===== Listing =====

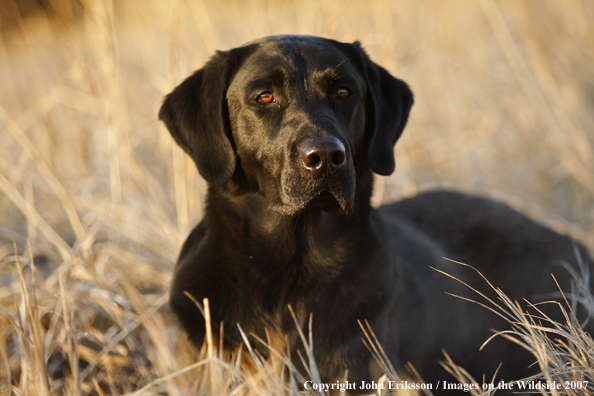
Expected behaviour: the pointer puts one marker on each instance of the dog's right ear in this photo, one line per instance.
(197, 116)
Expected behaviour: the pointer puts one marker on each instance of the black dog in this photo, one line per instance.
(287, 131)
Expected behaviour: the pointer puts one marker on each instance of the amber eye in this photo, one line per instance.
(265, 97)
(342, 93)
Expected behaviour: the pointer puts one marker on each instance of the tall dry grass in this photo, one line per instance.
(96, 198)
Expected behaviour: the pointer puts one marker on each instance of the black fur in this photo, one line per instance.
(278, 232)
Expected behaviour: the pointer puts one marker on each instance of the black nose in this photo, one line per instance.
(319, 154)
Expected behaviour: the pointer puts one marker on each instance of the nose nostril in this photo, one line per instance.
(312, 160)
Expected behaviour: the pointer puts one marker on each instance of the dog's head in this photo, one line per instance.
(294, 118)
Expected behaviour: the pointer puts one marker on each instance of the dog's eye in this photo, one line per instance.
(265, 97)
(342, 93)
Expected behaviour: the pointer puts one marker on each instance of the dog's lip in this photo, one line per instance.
(324, 200)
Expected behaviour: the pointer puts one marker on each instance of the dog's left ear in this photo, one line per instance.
(389, 101)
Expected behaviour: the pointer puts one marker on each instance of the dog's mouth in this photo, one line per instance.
(328, 202)
(330, 199)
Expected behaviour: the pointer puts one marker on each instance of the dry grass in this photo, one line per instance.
(505, 100)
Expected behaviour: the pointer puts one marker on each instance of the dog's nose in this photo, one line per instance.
(319, 154)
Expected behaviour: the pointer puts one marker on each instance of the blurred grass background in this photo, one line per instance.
(504, 107)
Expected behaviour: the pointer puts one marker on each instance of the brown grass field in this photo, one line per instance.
(96, 199)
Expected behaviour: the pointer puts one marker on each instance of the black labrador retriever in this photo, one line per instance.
(287, 131)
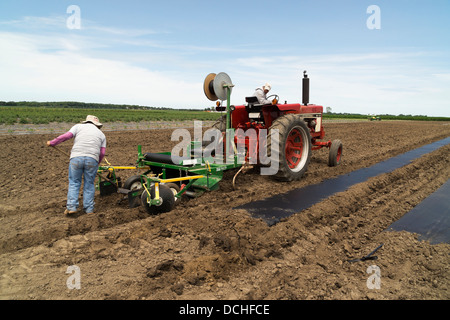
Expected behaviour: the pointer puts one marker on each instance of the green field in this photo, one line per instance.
(43, 115)
(23, 113)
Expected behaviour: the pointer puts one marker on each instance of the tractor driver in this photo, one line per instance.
(261, 94)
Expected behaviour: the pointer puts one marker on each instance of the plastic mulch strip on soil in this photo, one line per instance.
(272, 209)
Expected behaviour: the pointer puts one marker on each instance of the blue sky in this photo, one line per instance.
(157, 53)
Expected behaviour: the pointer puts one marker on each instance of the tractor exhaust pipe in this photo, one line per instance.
(305, 98)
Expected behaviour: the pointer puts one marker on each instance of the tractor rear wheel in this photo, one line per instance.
(294, 143)
(166, 195)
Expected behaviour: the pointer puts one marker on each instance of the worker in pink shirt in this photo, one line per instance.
(88, 150)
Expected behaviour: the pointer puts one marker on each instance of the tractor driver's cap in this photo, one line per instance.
(94, 120)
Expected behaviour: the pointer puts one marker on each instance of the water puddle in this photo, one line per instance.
(275, 208)
(430, 219)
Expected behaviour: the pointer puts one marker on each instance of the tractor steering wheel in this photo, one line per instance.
(274, 95)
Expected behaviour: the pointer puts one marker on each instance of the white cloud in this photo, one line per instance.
(82, 66)
(28, 73)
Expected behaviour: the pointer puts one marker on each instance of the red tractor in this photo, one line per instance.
(299, 127)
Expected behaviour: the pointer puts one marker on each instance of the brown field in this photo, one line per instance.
(204, 249)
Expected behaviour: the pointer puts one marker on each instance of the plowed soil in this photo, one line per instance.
(204, 249)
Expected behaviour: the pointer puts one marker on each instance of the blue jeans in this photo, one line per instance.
(82, 167)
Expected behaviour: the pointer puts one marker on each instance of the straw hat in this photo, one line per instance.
(94, 120)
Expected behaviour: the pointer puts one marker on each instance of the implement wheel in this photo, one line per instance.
(133, 183)
(294, 142)
(166, 196)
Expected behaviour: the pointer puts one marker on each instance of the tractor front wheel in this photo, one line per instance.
(294, 144)
(334, 157)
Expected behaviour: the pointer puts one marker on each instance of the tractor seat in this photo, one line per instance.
(253, 108)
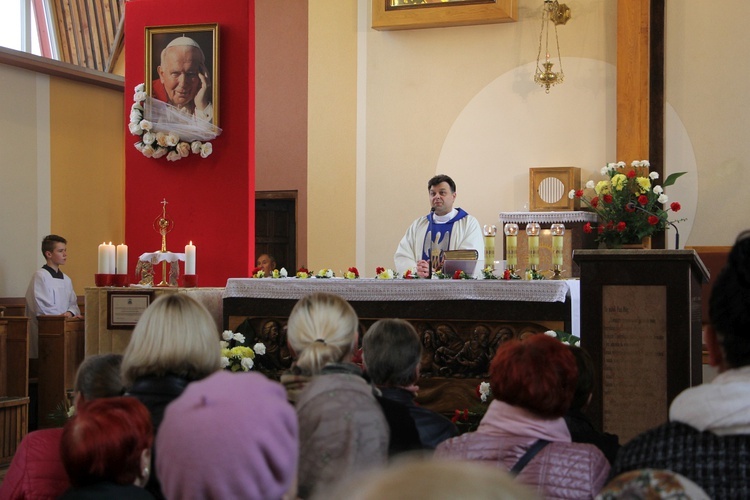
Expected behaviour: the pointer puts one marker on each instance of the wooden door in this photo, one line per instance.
(276, 227)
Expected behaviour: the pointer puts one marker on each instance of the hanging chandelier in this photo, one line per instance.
(553, 13)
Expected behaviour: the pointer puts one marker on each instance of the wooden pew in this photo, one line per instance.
(61, 351)
(14, 385)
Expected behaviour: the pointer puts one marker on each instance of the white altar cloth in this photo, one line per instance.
(371, 289)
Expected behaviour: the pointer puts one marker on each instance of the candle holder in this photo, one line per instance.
(489, 244)
(511, 248)
(120, 280)
(558, 232)
(532, 232)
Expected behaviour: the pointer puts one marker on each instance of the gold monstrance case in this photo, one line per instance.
(164, 225)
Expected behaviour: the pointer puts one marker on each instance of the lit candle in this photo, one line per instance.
(558, 230)
(532, 231)
(102, 267)
(511, 244)
(122, 259)
(190, 258)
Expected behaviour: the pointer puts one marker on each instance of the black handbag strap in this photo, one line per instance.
(530, 453)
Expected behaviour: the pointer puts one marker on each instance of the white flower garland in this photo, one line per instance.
(156, 145)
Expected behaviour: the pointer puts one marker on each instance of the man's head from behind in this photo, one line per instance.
(442, 191)
(181, 62)
(391, 351)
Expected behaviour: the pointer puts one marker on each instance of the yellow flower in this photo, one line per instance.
(619, 181)
(603, 187)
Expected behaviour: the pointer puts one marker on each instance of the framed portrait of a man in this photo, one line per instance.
(182, 68)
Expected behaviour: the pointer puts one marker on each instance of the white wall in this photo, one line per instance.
(24, 176)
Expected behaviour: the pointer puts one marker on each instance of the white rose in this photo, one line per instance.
(184, 149)
(147, 151)
(135, 115)
(159, 152)
(135, 128)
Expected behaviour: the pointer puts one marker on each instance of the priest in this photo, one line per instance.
(444, 228)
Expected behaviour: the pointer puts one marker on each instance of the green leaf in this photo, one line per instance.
(672, 178)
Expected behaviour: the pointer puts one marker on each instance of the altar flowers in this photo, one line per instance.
(235, 356)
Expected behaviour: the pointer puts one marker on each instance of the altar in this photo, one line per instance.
(460, 322)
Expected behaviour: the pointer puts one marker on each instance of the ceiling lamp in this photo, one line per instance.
(552, 13)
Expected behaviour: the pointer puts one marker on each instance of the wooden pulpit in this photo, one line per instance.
(641, 323)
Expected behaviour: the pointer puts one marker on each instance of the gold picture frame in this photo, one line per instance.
(386, 16)
(206, 36)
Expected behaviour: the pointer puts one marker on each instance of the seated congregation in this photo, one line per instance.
(165, 421)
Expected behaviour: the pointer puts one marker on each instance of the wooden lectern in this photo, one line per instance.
(641, 323)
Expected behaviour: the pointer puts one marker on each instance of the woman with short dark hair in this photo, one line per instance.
(533, 382)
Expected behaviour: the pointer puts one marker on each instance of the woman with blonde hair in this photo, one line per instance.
(341, 426)
(174, 343)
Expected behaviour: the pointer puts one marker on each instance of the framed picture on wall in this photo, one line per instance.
(182, 68)
(413, 14)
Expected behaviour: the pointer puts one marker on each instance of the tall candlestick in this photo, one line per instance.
(122, 259)
(511, 245)
(102, 255)
(111, 258)
(557, 230)
(532, 231)
(190, 258)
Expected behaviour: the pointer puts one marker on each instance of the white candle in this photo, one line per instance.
(102, 267)
(111, 258)
(122, 259)
(190, 258)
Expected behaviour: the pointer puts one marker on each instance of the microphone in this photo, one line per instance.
(633, 206)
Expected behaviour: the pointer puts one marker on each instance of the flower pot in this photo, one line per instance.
(644, 244)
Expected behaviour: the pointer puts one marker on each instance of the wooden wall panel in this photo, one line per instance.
(86, 31)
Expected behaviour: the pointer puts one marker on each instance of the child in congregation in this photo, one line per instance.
(175, 342)
(106, 450)
(50, 291)
(37, 470)
(533, 381)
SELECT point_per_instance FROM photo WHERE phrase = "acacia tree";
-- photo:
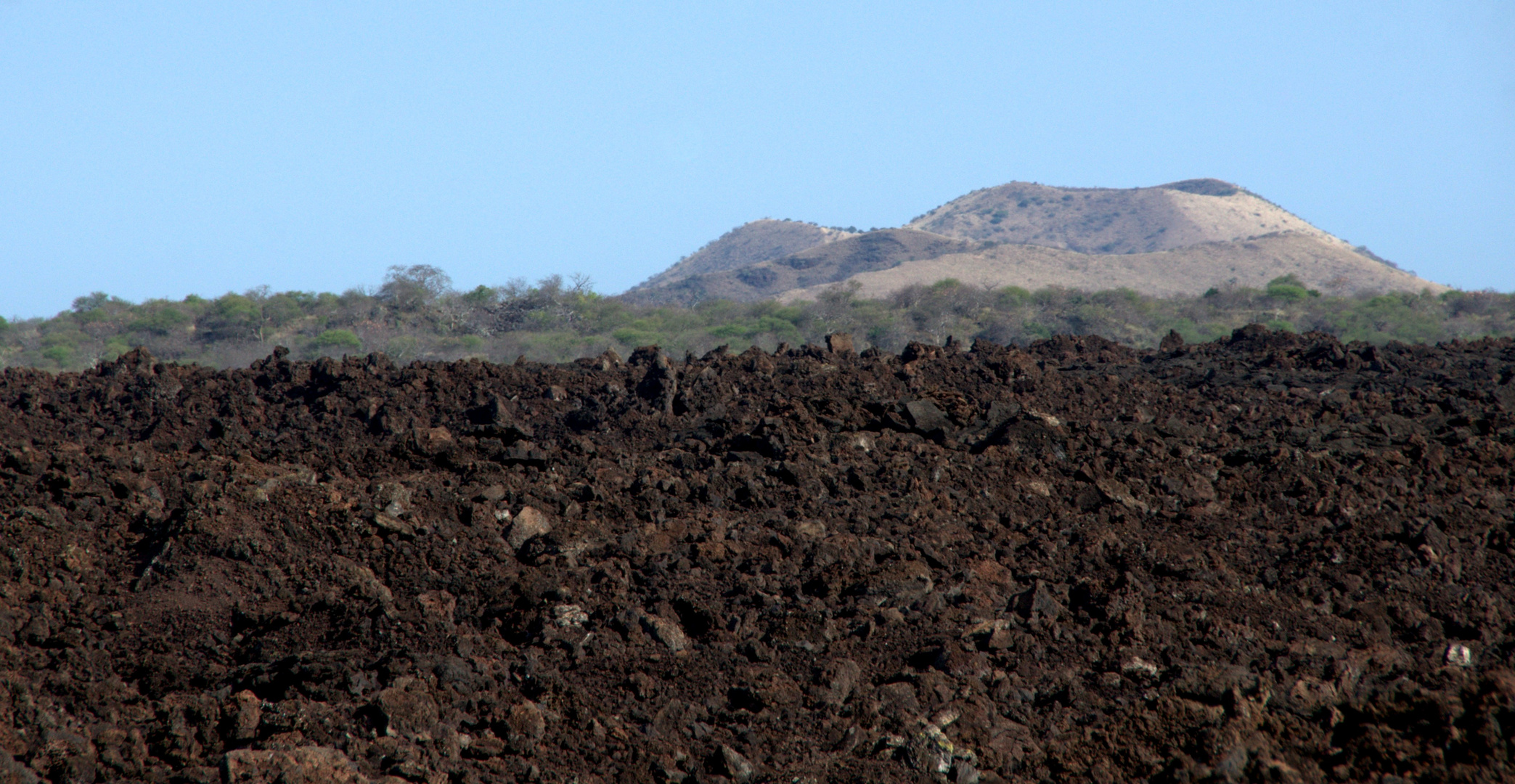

=====

Task goal = Set down, unchanged, only the lines running from the line with "lectern in this photo, one line per instance." to the last line, including both. Pictures stay out of the copy.

Answer to the task =
Expected behaviour: the pointer puts one marker on each instance of the wooden lectern in this photo, one line per instance.
(641, 323)
Expected behaviour: the pointer puts one marker on each instance of the woman with short dark hair in this photo, one line per instance.
(533, 382)
Expected behaviour: the pointer puts one marker on each instance of the woman with blonde hair in this photo, one line per instance.
(341, 426)
(174, 343)
Expected behaviour: the pointer puts one marker on each instance of the framed picture on wall in this photo, one line per instance.
(182, 68)
(413, 14)
Expected behaviour: the pointer puts one marker on each instance of the tall candlestick in this photo, one line per instance.
(122, 259)
(511, 245)
(102, 255)
(111, 258)
(557, 230)
(532, 231)
(190, 258)
Expected behaviour: the pointer puts one marker on each instance of the white candle in this photo, one line per instance.
(102, 267)
(111, 258)
(122, 259)
(190, 258)
Expected behaviour: the pointer puts one marker on each instance of the microphone in this photo, one line per instance.
(633, 206)
Expected behaviour: the pointer puts one marker on each instance of the flower pot in this photo, one line per instance.
(644, 244)
Expected behaviour: the pointer puts one marker on each instance of the wooden wall panel in this photo, one line per instance.
(86, 31)
Expected behaviour: the pointer puts one marker on each instance of the child in congregation in this photo, one line per instance.
(175, 342)
(106, 450)
(50, 291)
(37, 470)
(533, 381)
SELECT point_per_instance FROM photo WHERE phrase = "acacia tree";
-- photo:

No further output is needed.